Problem requirements: This exercise calls for every line of the data below with the string "lamp" in it.

Data shown:

--- --- ---

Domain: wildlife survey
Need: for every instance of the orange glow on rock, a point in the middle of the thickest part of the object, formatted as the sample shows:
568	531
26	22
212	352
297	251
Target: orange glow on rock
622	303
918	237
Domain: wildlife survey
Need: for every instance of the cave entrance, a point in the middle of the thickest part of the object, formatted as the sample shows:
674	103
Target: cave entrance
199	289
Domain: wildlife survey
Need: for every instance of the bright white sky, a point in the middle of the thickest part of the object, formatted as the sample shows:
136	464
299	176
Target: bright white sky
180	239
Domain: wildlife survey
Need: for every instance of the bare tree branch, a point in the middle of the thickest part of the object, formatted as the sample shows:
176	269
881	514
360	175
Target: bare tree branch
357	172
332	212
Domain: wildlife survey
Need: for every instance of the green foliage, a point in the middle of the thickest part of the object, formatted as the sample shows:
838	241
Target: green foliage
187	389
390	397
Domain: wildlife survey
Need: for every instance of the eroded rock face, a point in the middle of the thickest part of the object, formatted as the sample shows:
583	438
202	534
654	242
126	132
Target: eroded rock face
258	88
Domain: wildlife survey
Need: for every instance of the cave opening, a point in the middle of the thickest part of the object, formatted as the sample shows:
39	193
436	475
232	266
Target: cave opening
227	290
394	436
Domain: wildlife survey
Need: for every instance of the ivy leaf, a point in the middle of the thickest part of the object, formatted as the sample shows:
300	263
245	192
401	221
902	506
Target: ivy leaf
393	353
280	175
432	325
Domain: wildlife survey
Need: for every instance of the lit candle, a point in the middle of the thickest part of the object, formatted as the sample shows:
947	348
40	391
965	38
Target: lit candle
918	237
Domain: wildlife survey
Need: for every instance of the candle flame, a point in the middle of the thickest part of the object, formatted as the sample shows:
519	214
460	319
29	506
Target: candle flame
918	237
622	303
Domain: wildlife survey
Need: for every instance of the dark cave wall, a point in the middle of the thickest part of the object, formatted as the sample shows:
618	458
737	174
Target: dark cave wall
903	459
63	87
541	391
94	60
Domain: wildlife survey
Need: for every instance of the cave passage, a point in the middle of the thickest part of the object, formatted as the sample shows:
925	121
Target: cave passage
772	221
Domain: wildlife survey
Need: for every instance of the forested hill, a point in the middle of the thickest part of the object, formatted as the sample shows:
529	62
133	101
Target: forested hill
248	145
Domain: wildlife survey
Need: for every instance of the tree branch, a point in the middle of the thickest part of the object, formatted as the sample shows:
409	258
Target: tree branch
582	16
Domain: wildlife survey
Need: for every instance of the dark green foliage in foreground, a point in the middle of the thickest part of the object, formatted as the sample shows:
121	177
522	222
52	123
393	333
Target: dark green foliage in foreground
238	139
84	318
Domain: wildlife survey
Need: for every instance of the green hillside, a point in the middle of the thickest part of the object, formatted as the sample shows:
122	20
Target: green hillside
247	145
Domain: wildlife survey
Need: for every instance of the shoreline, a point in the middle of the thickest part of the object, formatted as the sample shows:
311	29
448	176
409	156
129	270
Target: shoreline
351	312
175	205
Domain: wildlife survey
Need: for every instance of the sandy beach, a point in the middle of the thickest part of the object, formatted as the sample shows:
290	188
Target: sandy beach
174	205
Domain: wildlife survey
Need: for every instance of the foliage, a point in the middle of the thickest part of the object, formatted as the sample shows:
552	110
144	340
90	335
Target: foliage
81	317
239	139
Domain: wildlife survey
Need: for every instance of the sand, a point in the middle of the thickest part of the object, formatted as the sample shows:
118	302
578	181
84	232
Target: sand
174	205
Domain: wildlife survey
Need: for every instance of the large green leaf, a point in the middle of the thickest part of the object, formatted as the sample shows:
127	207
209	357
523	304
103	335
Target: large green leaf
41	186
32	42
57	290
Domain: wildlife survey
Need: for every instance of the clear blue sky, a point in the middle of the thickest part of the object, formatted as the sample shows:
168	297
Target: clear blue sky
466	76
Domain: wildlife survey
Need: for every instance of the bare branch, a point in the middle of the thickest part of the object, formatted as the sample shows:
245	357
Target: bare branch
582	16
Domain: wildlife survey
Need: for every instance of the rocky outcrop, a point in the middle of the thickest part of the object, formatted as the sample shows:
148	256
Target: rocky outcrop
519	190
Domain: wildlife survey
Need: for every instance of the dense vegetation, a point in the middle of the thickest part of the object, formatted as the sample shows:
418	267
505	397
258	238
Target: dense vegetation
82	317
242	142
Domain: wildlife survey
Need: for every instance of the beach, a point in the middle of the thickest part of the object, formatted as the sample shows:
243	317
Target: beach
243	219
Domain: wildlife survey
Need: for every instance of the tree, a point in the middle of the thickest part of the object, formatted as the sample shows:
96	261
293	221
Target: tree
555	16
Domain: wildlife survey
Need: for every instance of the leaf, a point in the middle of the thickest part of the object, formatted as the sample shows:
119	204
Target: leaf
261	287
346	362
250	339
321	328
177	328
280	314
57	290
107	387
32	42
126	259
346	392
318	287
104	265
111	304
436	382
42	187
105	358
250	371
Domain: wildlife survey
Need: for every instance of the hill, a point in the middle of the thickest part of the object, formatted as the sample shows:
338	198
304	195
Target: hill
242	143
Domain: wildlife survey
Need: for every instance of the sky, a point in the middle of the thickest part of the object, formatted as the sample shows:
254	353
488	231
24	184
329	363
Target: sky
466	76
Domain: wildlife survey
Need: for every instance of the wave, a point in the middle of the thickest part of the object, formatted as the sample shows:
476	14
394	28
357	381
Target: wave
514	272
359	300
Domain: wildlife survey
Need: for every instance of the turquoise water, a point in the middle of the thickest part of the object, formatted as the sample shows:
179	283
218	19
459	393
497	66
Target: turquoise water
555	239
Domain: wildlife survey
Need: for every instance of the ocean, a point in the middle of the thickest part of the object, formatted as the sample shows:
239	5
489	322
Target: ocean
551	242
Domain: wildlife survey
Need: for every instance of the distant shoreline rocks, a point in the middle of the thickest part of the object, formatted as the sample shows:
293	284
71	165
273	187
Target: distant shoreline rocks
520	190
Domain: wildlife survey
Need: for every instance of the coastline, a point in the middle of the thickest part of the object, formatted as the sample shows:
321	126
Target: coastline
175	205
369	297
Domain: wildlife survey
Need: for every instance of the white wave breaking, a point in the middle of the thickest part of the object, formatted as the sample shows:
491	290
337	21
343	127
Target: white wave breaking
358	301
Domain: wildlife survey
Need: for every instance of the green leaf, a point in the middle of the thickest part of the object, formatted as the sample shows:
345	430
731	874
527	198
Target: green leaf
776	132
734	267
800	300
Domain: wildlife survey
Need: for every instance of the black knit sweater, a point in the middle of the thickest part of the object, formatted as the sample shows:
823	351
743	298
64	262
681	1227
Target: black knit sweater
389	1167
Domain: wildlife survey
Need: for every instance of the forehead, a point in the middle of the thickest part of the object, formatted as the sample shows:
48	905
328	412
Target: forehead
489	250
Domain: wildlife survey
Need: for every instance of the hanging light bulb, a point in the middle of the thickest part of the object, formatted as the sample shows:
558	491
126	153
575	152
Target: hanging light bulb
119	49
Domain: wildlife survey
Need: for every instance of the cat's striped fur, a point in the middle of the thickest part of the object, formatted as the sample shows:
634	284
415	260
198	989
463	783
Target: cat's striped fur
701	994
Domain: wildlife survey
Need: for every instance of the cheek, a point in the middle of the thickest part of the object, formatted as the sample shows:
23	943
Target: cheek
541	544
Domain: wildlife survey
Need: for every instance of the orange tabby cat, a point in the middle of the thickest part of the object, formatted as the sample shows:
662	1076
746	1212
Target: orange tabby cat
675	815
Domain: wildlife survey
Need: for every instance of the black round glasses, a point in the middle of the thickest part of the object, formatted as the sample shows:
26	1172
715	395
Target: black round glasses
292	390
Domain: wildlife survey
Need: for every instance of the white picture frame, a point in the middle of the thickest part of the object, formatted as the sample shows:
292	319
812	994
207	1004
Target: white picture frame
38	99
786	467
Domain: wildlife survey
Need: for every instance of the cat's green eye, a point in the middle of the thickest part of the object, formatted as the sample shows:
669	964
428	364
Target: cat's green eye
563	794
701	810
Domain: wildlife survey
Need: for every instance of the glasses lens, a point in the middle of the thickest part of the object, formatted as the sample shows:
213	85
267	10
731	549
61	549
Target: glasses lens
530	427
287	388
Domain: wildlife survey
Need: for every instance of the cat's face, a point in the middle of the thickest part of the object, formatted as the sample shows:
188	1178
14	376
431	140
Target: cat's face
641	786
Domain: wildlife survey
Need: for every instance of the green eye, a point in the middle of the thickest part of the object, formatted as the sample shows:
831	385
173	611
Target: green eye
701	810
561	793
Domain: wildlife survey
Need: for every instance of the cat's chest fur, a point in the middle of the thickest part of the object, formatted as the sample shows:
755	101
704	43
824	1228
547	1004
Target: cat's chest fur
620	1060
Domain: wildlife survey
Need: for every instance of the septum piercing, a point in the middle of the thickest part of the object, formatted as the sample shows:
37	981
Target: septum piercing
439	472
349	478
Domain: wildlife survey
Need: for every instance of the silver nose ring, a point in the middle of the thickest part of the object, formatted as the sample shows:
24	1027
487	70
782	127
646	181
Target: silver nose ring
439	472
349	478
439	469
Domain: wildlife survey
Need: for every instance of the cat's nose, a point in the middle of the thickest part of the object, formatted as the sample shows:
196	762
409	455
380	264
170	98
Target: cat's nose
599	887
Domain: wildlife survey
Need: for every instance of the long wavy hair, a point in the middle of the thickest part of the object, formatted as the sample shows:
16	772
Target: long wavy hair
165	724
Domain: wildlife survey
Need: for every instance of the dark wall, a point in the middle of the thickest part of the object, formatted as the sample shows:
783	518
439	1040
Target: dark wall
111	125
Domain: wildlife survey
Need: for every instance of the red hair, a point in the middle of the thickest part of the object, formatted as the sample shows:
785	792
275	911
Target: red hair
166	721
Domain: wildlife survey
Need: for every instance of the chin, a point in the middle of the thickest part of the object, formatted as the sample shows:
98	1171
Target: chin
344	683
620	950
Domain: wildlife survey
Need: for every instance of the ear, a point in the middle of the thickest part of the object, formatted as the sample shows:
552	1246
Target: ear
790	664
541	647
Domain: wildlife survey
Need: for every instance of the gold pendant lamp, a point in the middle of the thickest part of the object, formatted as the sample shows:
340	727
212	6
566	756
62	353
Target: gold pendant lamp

--- --- ---

Task output:
Need: for every instance of the gold pendant lamp, a point in the middle of the thickest part of the object, formatted as the sample shows:
Target: gold pendant lamp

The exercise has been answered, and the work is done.